>> Begin PASSAGE SHOWN

Passiontide begins. We stand with Ezekiel in the valley of dry bones and we see Jesus kneel at the tomb of his friend Lazarus and weep. We see Jesus turn his face towards Jerusalem.

Acknowledging death can be uncomfortable. Facing our own mortality, the mortality of someone we love can cause deep disturbance. Many today find it difficult to even use the word death. We speak of people passing away, as though to use the word died is too final. Too harsh. Almost impolite.

It’s no surprise that Jesus’s disciples tried to dissuade him from going to Bethany, so close to Jerusalem as it was, with the volatile atmosphere that had been stirred up there and rumours that the authorities were plotting to kill him. Their instinct was to protect him. Only later did Thomas say, if we cannot stop him then let us go with him, even if we are to die too. He spoke a great theological truth there, did Thomas. The journey of faith is not that life will be rosy but that we may enter into Christ’s sufferings. We die with Christ that Christ may raise us to new life.

>> End PASSAGE SHOWN
>> Begin MATERIAL PROVIDED

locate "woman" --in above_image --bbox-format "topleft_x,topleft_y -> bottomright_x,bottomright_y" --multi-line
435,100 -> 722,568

>> End MATERIAL PROVIDED

### REQUIRED ACTIONS
(a) In the Passiontide passage, to which town did Jesus's disciples try to dissuade him from going?
(b) Please transcribe the Passiontide passage from "Passiontide begins. We" up to and including "face towards Jerusalem.".

### RESPONSES TO THE TASKS
(a) Bethany

(b)
Passiontide begins. We stand with Ezekiel in the valley of dry bones and we see Jesus kneel at the tomb of his friend Lazarus and weep. We see Jesus turn his face towards Jerusalem.